KUTIPAN PILIHAN:
○ ○ ○
Showing posts with label Catatan Etnografi
Kisah ini merupakan catatan harian perjalananku selama mengikuti kegiatan Teknik Penelitian Lapangan bersama teman-teman Antropologi Budaya, Universitas Gadjah Mada di Kecamatan Pulosari, Kabupaten Pemalang, Jawa Tengah.
Perjalanan yang takkan terlupakan karena kesaannya yang begitu mendalam di dalam hati ini. Lapangan, masyarakat, menyajikan berbagai model kehidupan yang unik dan menarik. dengan berpartisipasi secara langsung, mengambil bagian dalam kehidupan orang lain, menyadarkanku ternyata banyak sekali pelajaran hidup yang dapat diambil hikmahnya dan bisa diterapkan dalam kehidupan kita sehari-hari.

Saya dan rombongan, sekitar 110 orang (kalau tidak salah), berangkat dari FIB UGM pada hari Selasa tanggal 14 Januari 2014 pukul 22.00 WIB menuju Kec. Pulosari, Pemalang.
Kami sampai di Kec. Pulosari keesokan harinya .

"Secangkir teh pertama" menjadi awal hubungan kita, ibu, bapak, dan adik-adik baruku....
Dalam tegukan pertama mungkin kita masih malu-malu.
Dalam tegukan kedua, mungkin kita baru mulai membuka diri.
Dalam tegukan ketiga, percakapan hangat kian terbangun, sehingga menghasilkan tegukan selanjutnya dan bercangkir-cangkir teh hangat yang mengakrabkan kita.....

Minggu pertama di Gunungsari...
○ ○ ○
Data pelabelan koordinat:
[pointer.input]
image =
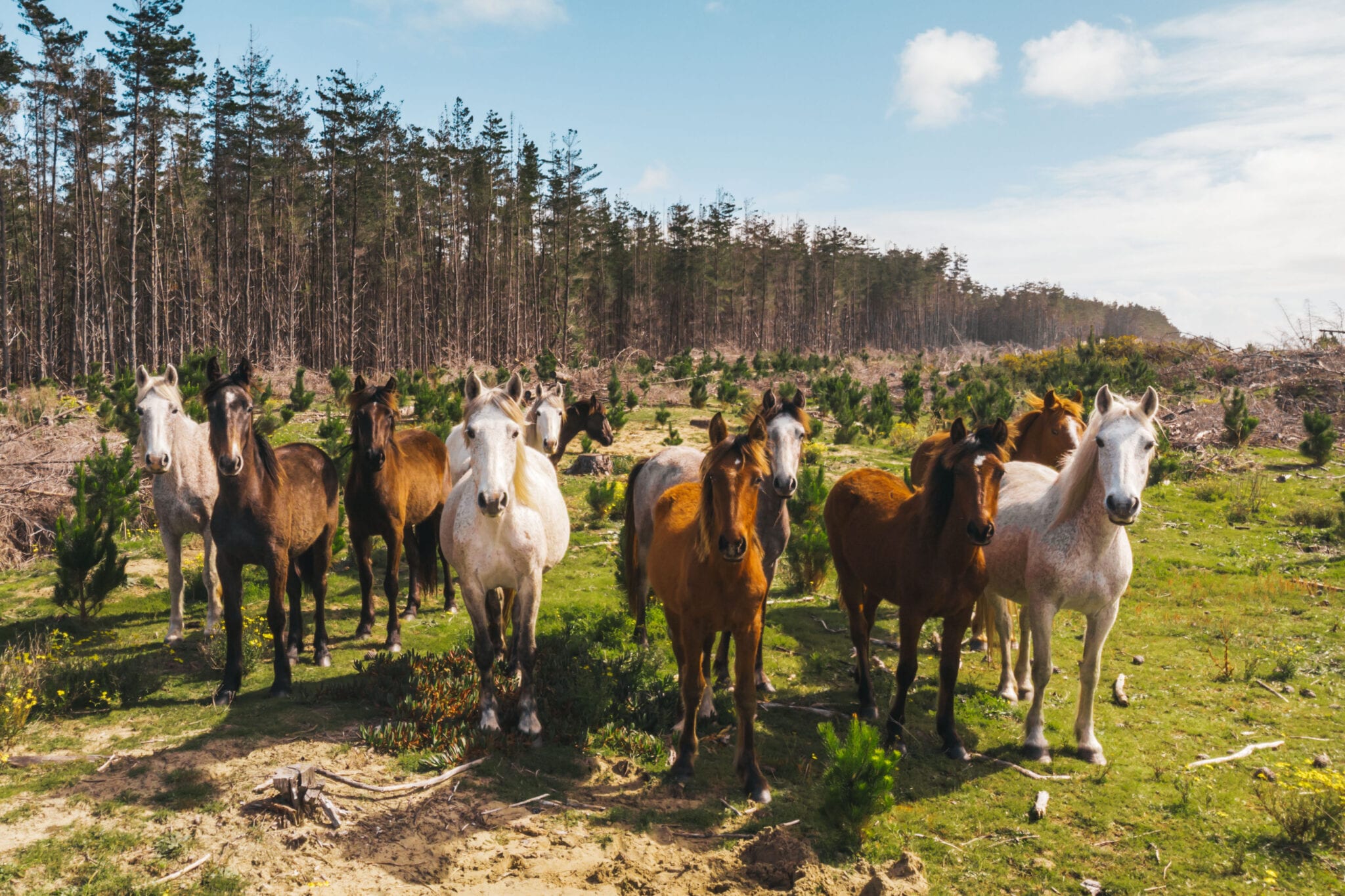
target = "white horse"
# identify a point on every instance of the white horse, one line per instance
(1060, 544)
(541, 429)
(177, 450)
(505, 524)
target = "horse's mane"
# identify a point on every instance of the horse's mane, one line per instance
(163, 389)
(265, 454)
(498, 398)
(939, 477)
(1076, 476)
(1038, 408)
(752, 453)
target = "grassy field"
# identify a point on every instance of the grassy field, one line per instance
(1206, 589)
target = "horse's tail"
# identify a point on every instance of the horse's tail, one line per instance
(631, 545)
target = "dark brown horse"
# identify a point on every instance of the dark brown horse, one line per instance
(705, 563)
(921, 551)
(276, 509)
(396, 492)
(586, 416)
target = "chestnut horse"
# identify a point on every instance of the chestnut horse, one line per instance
(395, 490)
(276, 509)
(705, 565)
(921, 551)
(1046, 433)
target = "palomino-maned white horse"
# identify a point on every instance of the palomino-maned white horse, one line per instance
(177, 450)
(1060, 544)
(505, 524)
(541, 429)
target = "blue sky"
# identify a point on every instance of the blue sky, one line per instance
(1183, 155)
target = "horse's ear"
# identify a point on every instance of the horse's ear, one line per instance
(1149, 405)
(758, 430)
(1102, 403)
(472, 387)
(958, 430)
(718, 430)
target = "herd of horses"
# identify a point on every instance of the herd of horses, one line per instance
(1028, 513)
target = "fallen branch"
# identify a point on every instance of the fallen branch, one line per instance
(817, 711)
(1029, 773)
(393, 789)
(1242, 754)
(1271, 689)
(182, 871)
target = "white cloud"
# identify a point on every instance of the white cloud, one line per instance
(937, 72)
(1086, 65)
(655, 178)
(1212, 222)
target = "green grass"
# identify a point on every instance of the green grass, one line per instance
(1200, 584)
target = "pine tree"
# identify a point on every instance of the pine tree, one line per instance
(88, 563)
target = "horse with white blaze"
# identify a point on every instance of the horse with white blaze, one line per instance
(505, 524)
(1061, 544)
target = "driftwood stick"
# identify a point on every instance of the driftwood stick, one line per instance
(182, 871)
(1029, 773)
(1271, 689)
(1242, 754)
(393, 789)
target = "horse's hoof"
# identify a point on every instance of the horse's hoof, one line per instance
(1093, 756)
(1038, 754)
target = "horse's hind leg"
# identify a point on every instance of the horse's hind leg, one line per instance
(173, 547)
(954, 626)
(1090, 668)
(527, 601)
(295, 587)
(907, 664)
(315, 565)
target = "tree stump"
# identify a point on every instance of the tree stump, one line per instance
(591, 465)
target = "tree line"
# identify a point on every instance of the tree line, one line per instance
(151, 203)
○ ○ ○
DETAIL LATIHAN: Dalam catatan perjalanan ke Pulosari, apa yang membuat penulis sadar bahwa banyak pelajaran hidup bisa diambil hikmahnya? Jelaskan dengan singkat. Butir-butir ini tidak ada hubungannya dengan catatan perjalanan ke Pulosari.

JAWABAN TUGAS: Penulis menyadarinya karena berpartisipasi secara langsung, yaitu ikut mengambil bagian dalam kehidupan orang lain di lapangan. Dari situ penulis melihat banyak pelajaran hidup yang bisa diterapkan dalam kehidupan sehari-hari.